PASSAGE FOR REVIEW -
━━━━━━━━━━━━━━━━━━━━━━━━━━━━━━

A question I posed on r/emacs

I was hoping for perspective from people here who use the shell as their environment over emacs.

In essence, why one over the other? Is it merely preference? Historical context of use? Reluctance to move to the other? One offering 'better' workflow experience than the other?

RE: Shell vs Emacs as a computing environment - z3bra - 20-12-2016

Being a non-emacs user, I prefer the shell. But even when I was still using vim, I prefered the shell over all the plugins vim offered (autocompilation, quickfix window, ...).

The main reason to this is that, whatever you could say, the shell is much more modular than a "plugin language", even elisp. It is made to run external programs, and glue them together. There are a lots of programs that can be used for development, and most (if not all) of them are written for shell usage. By exploiting them like this, you avoid the need to wrap it in some kind of plugin for your editor. Also, if that editor isn't available, you'll still be able to work.

RE: Shell vs Emacs as a computing environment - pranomostro - 20-12-2016

Also, emacs is another computing environment, and one has to be quite explicit about interacting with the rest of the computing environment (for example, there are emacs plugins for email, a web-browser, directory browser) and that embodies the spirit of emacs to integrate (which means reinvent) everything.

━━━━━━━━━━━━━━━━━━━━━━━━━━━━━━

EXTRACTED ENTRIES -

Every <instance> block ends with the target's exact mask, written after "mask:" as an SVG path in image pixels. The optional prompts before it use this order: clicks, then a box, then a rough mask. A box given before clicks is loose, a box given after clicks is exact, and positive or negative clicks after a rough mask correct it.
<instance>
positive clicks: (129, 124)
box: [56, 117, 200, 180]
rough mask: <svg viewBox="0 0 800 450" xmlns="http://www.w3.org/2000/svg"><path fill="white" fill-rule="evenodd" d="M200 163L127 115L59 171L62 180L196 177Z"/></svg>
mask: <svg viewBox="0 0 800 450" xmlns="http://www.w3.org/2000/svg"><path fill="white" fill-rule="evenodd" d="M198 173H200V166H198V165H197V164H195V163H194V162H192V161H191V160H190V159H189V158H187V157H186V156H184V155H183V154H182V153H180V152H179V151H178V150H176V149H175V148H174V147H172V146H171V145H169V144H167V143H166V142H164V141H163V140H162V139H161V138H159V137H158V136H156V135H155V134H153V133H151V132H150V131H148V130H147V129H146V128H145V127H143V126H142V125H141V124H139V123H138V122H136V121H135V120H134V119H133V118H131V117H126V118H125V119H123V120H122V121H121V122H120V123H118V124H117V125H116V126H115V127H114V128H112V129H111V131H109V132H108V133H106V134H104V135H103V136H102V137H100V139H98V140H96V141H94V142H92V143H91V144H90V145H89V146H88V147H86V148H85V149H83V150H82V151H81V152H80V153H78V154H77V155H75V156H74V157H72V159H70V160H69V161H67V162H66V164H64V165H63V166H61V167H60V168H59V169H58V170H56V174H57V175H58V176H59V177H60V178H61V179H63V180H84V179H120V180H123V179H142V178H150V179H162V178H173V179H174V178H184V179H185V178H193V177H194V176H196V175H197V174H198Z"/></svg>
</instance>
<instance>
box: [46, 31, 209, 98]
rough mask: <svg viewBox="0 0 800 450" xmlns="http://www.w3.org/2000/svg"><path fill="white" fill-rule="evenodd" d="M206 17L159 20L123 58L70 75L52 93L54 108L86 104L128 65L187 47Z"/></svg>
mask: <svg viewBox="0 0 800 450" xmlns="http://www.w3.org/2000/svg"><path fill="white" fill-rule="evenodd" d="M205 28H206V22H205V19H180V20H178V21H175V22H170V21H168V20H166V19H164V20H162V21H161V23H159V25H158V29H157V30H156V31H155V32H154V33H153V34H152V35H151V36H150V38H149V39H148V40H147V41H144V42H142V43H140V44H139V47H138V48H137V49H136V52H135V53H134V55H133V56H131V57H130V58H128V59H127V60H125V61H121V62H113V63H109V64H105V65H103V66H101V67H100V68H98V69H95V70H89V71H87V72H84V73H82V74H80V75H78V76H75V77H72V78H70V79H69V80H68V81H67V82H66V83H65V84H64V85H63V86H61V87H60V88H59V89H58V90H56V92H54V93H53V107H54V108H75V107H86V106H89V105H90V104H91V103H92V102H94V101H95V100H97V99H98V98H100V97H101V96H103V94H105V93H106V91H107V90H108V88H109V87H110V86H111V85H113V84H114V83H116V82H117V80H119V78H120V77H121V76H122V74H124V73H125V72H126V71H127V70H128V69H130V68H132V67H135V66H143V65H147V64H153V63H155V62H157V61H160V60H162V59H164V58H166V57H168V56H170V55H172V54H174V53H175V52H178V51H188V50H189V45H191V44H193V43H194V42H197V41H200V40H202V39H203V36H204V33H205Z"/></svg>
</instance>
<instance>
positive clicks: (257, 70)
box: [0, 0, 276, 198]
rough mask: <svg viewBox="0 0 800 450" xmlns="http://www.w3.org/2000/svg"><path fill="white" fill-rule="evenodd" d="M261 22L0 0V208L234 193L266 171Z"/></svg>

━━━━━━━━━━━━━━━━━━━━━━━━━━━━━━

TASKS FOR THIS EXERCISE -
a: Collect every line of the entries that contains the string "rough", matching case exactly.
b: Resume the forum thread on shell versus Emacs, starting right after its final sentence.
The forum thread and the entries were taken from separate sources.

YOUR WRITTEN ANSWERS -
a:
Every <instance> block ends with the target's exact mask, written after "mask:" as an SVG path in image pixels. The optional prompts before it use this order: clicks, then a box, then a rough mask. A box given before clicks is loose, a box given after clicks is exact, and positive or negative clicks after a rough mask correct it.
rough mask: <svg viewBox="0 0 800 450" xmlns="http://www.w3.org/2000/svg"><path fill="white" fill-rule="evenodd" d="M200 163L127 115L59 171L62 180L196 177Z"/></svg>
rough mask: <svg viewBox="0 0 800 450" xmlns="http://www.w3.org/2000/svg"><path fill="white" fill-rule="evenodd" d="M206 17L159 20L123 58L70 75L52 93L54 108L86 104L128 65L187 47Z"/></svg>
rough mask: <svg viewBox="0 0 800 450" xmlns="http://www.w3.org/2000/svg"><path fill="white" fill-rule="evenodd" d="M261 22L0 0V208L234 193L266 171Z"/></svg>

b:
I used emacs a bit, and liked it, but I prefer the shell. I is unix, and emacs and unix come from two different computing cultures.

RE: Shell vs Emacs as a computing environment - NetherOrb - 20-12-2016

Right. I believe this is the main idea here; two ideas representing a culture. Marshall Mcluhan was quite right about these global electronic communities.

From using both over a span of a year I have to say that I enjoy both.

Within emacs I can set up an email retrieval, client, notifications, etc, etc with less than 40 lines of elisp. Unification is easy to achieve.

Yet the same can be true within a shell environment. More similarities than differences exist from what ive seen. Which the joke on emacs vs vim appears to be a strawman; its more of a case of shell vs emacs. Each are command processors yet go through slightly different means to use them.